- Prompt: Whenever a picture appears, leave it out while repeating all the other data exactly.

Dataset entries
────────

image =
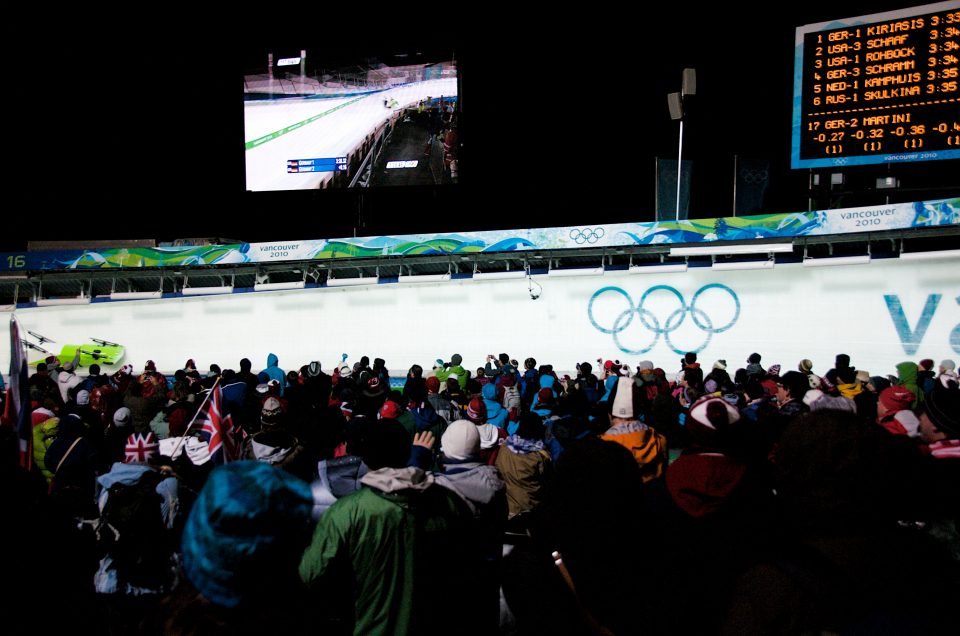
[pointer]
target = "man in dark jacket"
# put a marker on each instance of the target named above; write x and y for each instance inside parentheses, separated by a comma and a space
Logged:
(386, 543)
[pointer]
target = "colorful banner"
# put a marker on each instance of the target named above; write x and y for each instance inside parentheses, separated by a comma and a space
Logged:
(895, 216)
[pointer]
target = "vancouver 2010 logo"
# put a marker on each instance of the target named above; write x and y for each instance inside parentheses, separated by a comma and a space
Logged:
(660, 325)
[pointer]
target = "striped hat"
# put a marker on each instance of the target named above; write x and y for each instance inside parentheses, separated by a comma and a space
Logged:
(140, 448)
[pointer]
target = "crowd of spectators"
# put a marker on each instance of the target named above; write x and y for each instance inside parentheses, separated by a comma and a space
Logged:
(506, 499)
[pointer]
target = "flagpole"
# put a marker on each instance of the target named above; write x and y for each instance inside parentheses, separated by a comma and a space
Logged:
(192, 421)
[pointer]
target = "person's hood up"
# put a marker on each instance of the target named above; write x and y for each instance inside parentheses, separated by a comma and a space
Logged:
(907, 372)
(701, 484)
(121, 473)
(489, 391)
(494, 408)
(393, 480)
(489, 435)
(424, 416)
(273, 447)
(477, 486)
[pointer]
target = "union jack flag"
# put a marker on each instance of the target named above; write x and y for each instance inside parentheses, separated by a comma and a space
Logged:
(224, 438)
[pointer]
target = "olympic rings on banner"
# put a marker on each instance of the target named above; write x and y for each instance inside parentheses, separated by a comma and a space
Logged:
(586, 235)
(672, 322)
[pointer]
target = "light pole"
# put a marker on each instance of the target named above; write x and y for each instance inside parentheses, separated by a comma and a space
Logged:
(688, 86)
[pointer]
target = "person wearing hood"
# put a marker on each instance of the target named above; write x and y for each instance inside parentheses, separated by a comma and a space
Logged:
(525, 465)
(496, 414)
(547, 381)
(753, 365)
(907, 378)
(710, 513)
(490, 435)
(443, 407)
(453, 368)
(73, 460)
(125, 583)
(484, 492)
(648, 447)
(274, 372)
(276, 445)
(385, 545)
(242, 545)
(894, 414)
(67, 380)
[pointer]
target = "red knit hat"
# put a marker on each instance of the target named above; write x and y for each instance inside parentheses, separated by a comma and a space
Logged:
(477, 411)
(389, 410)
(897, 398)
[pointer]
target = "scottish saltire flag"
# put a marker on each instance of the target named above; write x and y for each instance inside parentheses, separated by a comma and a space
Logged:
(224, 437)
(18, 395)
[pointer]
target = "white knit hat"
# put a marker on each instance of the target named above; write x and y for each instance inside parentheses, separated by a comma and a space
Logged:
(623, 402)
(461, 441)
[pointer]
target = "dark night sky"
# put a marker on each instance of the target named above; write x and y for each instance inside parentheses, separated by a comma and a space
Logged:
(128, 133)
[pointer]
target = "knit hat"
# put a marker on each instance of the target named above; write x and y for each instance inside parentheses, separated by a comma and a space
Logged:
(879, 382)
(390, 410)
(140, 448)
(622, 396)
(270, 411)
(943, 408)
(897, 398)
(461, 441)
(545, 398)
(249, 525)
(374, 387)
(698, 411)
(122, 417)
(812, 396)
(477, 411)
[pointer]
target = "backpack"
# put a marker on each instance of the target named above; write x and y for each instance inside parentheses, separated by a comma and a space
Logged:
(133, 534)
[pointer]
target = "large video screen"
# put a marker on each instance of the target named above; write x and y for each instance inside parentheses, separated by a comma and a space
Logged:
(881, 88)
(364, 122)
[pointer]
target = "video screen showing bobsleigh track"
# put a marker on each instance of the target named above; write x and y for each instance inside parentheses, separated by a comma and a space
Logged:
(386, 126)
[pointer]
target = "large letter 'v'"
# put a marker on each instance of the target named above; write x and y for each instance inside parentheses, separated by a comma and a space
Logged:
(911, 338)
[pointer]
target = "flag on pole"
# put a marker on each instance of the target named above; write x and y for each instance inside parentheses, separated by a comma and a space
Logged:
(18, 395)
(224, 437)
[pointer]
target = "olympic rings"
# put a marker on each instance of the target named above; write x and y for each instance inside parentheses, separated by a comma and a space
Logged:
(673, 320)
(586, 235)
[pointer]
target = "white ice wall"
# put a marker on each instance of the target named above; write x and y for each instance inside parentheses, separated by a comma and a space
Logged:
(786, 314)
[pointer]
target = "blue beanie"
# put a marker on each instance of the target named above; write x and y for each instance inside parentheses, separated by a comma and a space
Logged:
(246, 532)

────────

- Solution to the problem:
image =
[pointer]
target = "man in dark jacket"
# put a marker on each instance of the target named above; write x and y for each instance inside parentheses, separated by a comma and a space
Logged:
(386, 543)
[pointer]
target = "colorful banner"
# put a marker on each instance of the target named above; write x and y for each instance inside parentheses, separated by a comma and a space
Logged:
(895, 216)
[pointer]
target = "vancouver 2010 logo"
# put a marker on each instance of the target named above; write x and y for each instance inside parentheses, separated by a comma and a space
Logged:
(660, 325)
[pointer]
target = "striped hat"
# put a marker on each instance of the target named above; write x and y for each instance inside parentheses, separated by a comma and a space
Logged:
(140, 448)
[pointer]
target = "crowd of spectators"
# put a marker on each instance of the target named above; write x and y for each instance inside parentheses, separated by a comma and a space
Logged:
(506, 499)
[pointer]
target = "flagpole"
# put a marker on each instance of the target named above; write x and y for each instance inside parentheses, separated by a comma and a space
Logged:
(192, 421)
[pointer]
target = "person's hood up"
# put a marker on each instance of the target named above; write x and y for each instance inside parentheses, separated by a comma and a space
Logged:
(907, 372)
(701, 484)
(121, 473)
(489, 391)
(494, 408)
(393, 480)
(489, 435)
(424, 416)
(273, 447)
(477, 486)
[pointer]
target = "union jack flag"
# put a marker on each instance of the target named above; write x and y for each instance inside parentheses, separated by a comma and a space
Logged:
(224, 438)
[pointer]
target = "olympic rings on banner"
# put a marker on each instance of the target named above; write x and y for each instance inside parentheses, separated by a comma and a space
Logged:
(586, 235)
(672, 322)
[pointer]
target = "light pole"
# put a marker on each instance of the target named above; write x and y for each instance inside parentheses, separated by a comma and a space
Logged:
(688, 86)
[pointer]
target = "person wearing hood"
# put a marker on each instance of the target named above; write x and y for each instance inside parentheses, separated by a comma and a space
Logged:
(525, 465)
(496, 414)
(547, 381)
(753, 365)
(907, 378)
(710, 513)
(490, 435)
(443, 407)
(453, 368)
(73, 460)
(125, 583)
(484, 492)
(648, 447)
(274, 372)
(276, 445)
(385, 545)
(242, 545)
(894, 414)
(67, 380)
[pointer]
target = "red knit hat"
# put a marker on each instance of the target named above; write x and y for each instance inside parentheses, separated by a comma and a space
Logged:
(477, 411)
(389, 410)
(897, 398)
[pointer]
target = "scottish saltire flag"
# put a marker on each instance of the target named above; write x and y for each instance inside parentheses, separated by a comma and a space
Logged:
(224, 437)
(18, 395)
[pointer]
target = "white knit hat"
# put a marker on each instance of the target named above; write x and y for each instance inside parentheses, separated by a comma and a space
Logged:
(623, 402)
(461, 441)
[pointer]
target = "dark night sky"
# put a marker on each instance of the target named above; write x and y for each instance inside parentheses, separated by a comma and a space
Logged:
(128, 133)
[pointer]
target = "knit hat"
# put a marker on each instance of the target named above; write x and y for each instance inside parentheses, separated by a comma and a space
Logged:
(879, 382)
(390, 410)
(140, 448)
(622, 396)
(270, 411)
(943, 408)
(897, 398)
(461, 441)
(545, 398)
(249, 525)
(374, 387)
(698, 411)
(122, 417)
(812, 396)
(477, 411)
[pointer]
target = "backpack"
# put a marker on each instance of the target named above; write x and y for each instance inside parentheses, separated by a comma and a space
Logged:
(133, 534)
[pointer]
target = "large video screen"
# put a marker on each instance of the target named above; write x and y for each instance inside parentheses, separated by a comma and a space
Logged:
(881, 88)
(364, 122)
[pointer]
target = "video screen showing bobsleigh track"
# put a marker on each instance of the target named above; write x and y for each instance inside parentheses, separated by a comma and a space
Logged:
(386, 126)
[pointer]
target = "large letter 'v'"
# put a marker on each instance of the target named above; write x and y for each instance inside parentheses, separated by a comma and a space
Logged:
(911, 338)
[pointer]
target = "flag on pole"
# put a marker on each instance of the target named above; write x and y for each instance inside parentheses, separated by a comma and a space
Logged:
(18, 395)
(224, 437)
[pointer]
target = "olympic rings"
# put a marker on each instance of the target named above; write x and y for each instance inside parentheses, separated by a comma and a space
Logged:
(673, 320)
(586, 235)
[pointer]
target = "white ice wall"
# put a marker on each instance of the target named above; write x and y for each instance inside parentheses, separated by a comma and a space
Logged:
(786, 314)
[pointer]
target = "blue beanie"
# put a marker on each instance of the target named above; write x and y for each instance inside parentheses, separated by a comma and a space
Logged:
(246, 532)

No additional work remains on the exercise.